__Extracted data__:
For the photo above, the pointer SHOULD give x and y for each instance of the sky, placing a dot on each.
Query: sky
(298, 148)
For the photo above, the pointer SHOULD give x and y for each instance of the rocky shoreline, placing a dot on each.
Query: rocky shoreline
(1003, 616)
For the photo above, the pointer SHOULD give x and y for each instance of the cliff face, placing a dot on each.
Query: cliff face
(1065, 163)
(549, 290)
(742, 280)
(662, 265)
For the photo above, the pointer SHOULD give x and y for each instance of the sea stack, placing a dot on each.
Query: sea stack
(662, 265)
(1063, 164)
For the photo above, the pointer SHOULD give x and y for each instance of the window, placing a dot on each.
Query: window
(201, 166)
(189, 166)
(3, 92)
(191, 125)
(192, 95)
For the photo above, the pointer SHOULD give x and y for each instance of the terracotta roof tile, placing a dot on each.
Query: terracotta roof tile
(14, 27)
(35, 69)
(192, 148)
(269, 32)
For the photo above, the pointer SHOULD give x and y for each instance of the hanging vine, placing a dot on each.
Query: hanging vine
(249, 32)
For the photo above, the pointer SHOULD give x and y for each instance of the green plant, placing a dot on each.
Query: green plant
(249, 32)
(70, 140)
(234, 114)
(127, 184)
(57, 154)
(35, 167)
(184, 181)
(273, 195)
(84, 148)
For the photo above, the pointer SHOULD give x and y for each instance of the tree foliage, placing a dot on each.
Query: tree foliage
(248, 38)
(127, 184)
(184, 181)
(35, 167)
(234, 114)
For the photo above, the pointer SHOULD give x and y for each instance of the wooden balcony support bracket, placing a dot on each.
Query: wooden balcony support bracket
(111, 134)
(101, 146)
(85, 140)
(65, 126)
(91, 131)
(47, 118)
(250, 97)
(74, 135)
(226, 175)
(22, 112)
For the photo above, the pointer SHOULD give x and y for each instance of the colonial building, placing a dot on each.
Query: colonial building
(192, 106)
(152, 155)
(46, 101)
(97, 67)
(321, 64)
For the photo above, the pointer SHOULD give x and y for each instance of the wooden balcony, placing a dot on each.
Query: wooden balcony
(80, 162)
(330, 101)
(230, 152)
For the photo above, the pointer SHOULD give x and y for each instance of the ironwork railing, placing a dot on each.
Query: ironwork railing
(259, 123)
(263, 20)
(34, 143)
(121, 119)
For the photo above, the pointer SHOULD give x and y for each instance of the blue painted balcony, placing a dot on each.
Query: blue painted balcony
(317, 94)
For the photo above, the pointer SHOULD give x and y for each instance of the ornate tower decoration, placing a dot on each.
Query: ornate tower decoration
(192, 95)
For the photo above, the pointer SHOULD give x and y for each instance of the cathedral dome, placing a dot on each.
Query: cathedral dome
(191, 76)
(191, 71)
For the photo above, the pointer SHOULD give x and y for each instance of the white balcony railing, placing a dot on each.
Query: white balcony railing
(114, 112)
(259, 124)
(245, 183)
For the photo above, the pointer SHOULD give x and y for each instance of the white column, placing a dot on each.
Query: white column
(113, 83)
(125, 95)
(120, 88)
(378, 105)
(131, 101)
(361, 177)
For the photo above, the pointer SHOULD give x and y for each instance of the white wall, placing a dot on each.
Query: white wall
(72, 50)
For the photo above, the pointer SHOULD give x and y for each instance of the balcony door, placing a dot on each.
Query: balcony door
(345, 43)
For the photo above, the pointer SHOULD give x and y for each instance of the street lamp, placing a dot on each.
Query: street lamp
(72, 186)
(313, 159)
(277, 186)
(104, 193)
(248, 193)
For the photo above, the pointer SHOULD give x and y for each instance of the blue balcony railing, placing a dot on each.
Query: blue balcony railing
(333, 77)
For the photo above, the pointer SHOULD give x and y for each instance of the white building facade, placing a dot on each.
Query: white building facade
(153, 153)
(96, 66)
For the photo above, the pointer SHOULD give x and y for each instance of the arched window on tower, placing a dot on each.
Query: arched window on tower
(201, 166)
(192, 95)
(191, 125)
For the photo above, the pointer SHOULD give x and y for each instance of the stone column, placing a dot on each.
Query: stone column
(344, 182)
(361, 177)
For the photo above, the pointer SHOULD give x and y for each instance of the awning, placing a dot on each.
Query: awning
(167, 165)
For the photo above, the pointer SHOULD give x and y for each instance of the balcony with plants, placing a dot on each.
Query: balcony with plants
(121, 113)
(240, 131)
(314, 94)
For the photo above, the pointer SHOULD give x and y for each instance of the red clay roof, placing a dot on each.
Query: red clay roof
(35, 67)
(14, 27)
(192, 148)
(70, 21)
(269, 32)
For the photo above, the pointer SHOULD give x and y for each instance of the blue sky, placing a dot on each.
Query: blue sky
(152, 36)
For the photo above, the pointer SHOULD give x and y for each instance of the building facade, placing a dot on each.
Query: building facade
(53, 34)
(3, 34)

__Short exercise__: Reproduce the material above exactly; please quote every line of it.

__The solution__:
For the photo above, the pointer SHOULD give x and y for each instance of the sky, placing a dot on each.
Query: sky
(298, 148)
For the photo above, the pointer SHOULD give x and y for each instance of the rocky shoreline, placing a dot on each.
Query: rocky shoreline
(1003, 616)
For the photo above, the pointer SHOULD give x and y for each instance of the cliff face, placing a dot on each.
Query: cliff face
(1065, 163)
(549, 290)
(742, 280)
(662, 265)
For the photo above, the pointer SHOULD give x and y for each instance of the sea stack, placing a dot on each.
Query: sea stack
(662, 265)
(1063, 164)
For the photo above, the pointer SHOULD give x and y for each instance of the window, placing a dot on each.
Query: window
(201, 166)
(189, 166)
(3, 92)
(191, 125)
(192, 95)
For the photo above, the pointer SHOULD give x and y for each instance of the terracotta roof tile, placing a dot on each.
Query: terracotta roof tile
(14, 27)
(35, 69)
(192, 148)
(269, 32)
For the photo above, the pointer SHOULD give x and y for each instance of the hanging vine, placing a dot on each.
Query: hanging vine
(249, 32)
For the photo above, the pointer SHOULD give x and y for each instance of the green plant, placing a dot on each.
Query: green plant
(249, 32)
(70, 140)
(234, 114)
(127, 184)
(57, 154)
(35, 167)
(184, 181)
(273, 195)
(84, 148)
For the photo above, the pointer SHOULD give x and y for each instance of the tree foliage, placing a dot on each.
Query: tree foliage
(248, 38)
(127, 184)
(184, 181)
(35, 167)
(234, 114)
For the photo above, the pointer SHOULD give x and y for each instance of the wooden balcony support bracket, placing a dot on each.
Query: wooden balcony support bracket
(111, 134)
(101, 146)
(85, 140)
(65, 126)
(91, 131)
(47, 118)
(250, 97)
(74, 135)
(226, 175)
(22, 112)
For the photo above, the pointer SHOULD give x and y for each instance of the colonial building, placing a dot on each.
Query: colonial building
(192, 106)
(152, 155)
(46, 101)
(97, 67)
(321, 64)
For the photo above, the pointer SHOULD give x and y for each instance of the wooden balcony, placing a dot on each.
Query: wooden balcony
(80, 162)
(330, 101)
(230, 152)
For the photo above, the pointer SHOULD give x and y for each instance of the ironwork railing, placing a dot on each.
Query: ironwork railing
(259, 123)
(263, 20)
(34, 143)
(121, 119)
For the photo above, the pointer SHOULD give x and y for each instance of the blue painted balcony, placing a dot on each.
Query: blue painted balcony
(317, 94)
For the photo above, the pointer SHOULD give x and y for each instance of the ornate tower decoration, placing a dot on each.
Query: ornate tower decoration
(192, 95)
For the photo above, the pointer SHOULD give x and y for each instance of the cathedral dome, placing a dot on each.
Query: cathedral dome
(191, 76)
(191, 71)
For the photo above, the pointer SHOULD give x and y for each instance of the white balcony railing, placing a dot on each.
Query: white balcony railing
(114, 112)
(259, 124)
(245, 183)
For the photo above, the pointer SHOULD give x and y for each instance of the white column, placing a dot on each.
Query: white column
(113, 83)
(125, 95)
(120, 88)
(378, 105)
(131, 101)
(361, 177)
For the photo above, the pointer SHOULD give x and y for each instance of the white wall, placing a dot on each.
Query: white wall
(72, 50)
For the photo above, the pointer SHOULD give x and y for each instance of the balcony door, placing a dot on each.
Query: balcony door
(345, 43)
For the photo above, the pointer SHOULD give x and y for each instance of the street lamp, placing a dot on each.
Query: street lamp
(72, 186)
(313, 159)
(277, 186)
(104, 193)
(248, 193)
For the photo above, the pointer SHOULD give x and y for each instance of the blue balcony railing, placing a dot on each.
Query: blue balcony railing
(333, 77)
For the photo above, the pointer SHOULD give x and y for each instance of the white building facade, placing a dot on each.
Query: white building facade
(153, 153)
(96, 66)
For the photo above, the pointer SHOULD give x and y for each instance of the arched window on tower, placing a dot on each.
Query: arched window on tower
(201, 166)
(192, 95)
(191, 125)
For the photo above, the pointer SHOULD give x and y for each instance of the stone column, placing a dot on each.
Query: stone column
(344, 182)
(361, 177)
For the photo above, the pointer SHOULD give x and y for each instance of the awning, placing a dot on each.
Query: awning
(167, 165)
For the photo above, the pointer SHOULD give x and y for each instance of the balcony with plants, placing a dot on each.
Query: balcony with plants
(121, 113)
(240, 131)
(314, 94)
For the photo above, the pointer SHOULD give x and y for each instance of the red clay roof, placing a dot on each.
Query: red clay roof
(35, 67)
(14, 27)
(192, 148)
(70, 21)
(269, 32)
For the photo above, the pointer SHOULD give x and y for each instance of the blue sky, placing a dot on each.
Query: blue sky
(152, 36)
For the photo above, the pointer SHOULD give x and y for each instance of the building facade, placing a dot on each.
Query: building facade
(53, 34)
(3, 34)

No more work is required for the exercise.